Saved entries
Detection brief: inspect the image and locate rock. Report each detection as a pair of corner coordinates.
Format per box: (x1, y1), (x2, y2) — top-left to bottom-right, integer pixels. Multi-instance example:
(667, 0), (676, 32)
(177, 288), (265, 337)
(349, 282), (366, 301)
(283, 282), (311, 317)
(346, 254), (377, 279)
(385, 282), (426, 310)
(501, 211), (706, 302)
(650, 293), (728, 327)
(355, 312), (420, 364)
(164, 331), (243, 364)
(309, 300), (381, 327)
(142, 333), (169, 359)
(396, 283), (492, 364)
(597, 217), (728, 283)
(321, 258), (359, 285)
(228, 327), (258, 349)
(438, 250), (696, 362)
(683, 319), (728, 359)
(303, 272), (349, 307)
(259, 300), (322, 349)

■ **Given task**:
Rewrite the records above with "rock" replaced by "stone", keeping every other line unchanged.

■ **Full answer**:
Detection brief: inspect the image and locate stone. Report each detection as a pair of corner coordinates.
Format per box: (x1, y1), (x2, y2) — top-left to bottom-right, integer pixels. Multi-instance example:
(667, 0), (676, 32)
(177, 288), (265, 337)
(349, 282), (366, 301)
(283, 282), (311, 317)
(346, 254), (377, 279)
(385, 282), (426, 310)
(501, 211), (706, 302)
(650, 293), (728, 327)
(355, 312), (420, 364)
(164, 331), (243, 364)
(309, 300), (381, 327)
(142, 333), (169, 359)
(396, 283), (492, 364)
(597, 217), (728, 283)
(321, 258), (359, 285)
(228, 327), (258, 349)
(438, 250), (696, 362)
(683, 319), (728, 359)
(303, 272), (349, 307)
(259, 300), (322, 349)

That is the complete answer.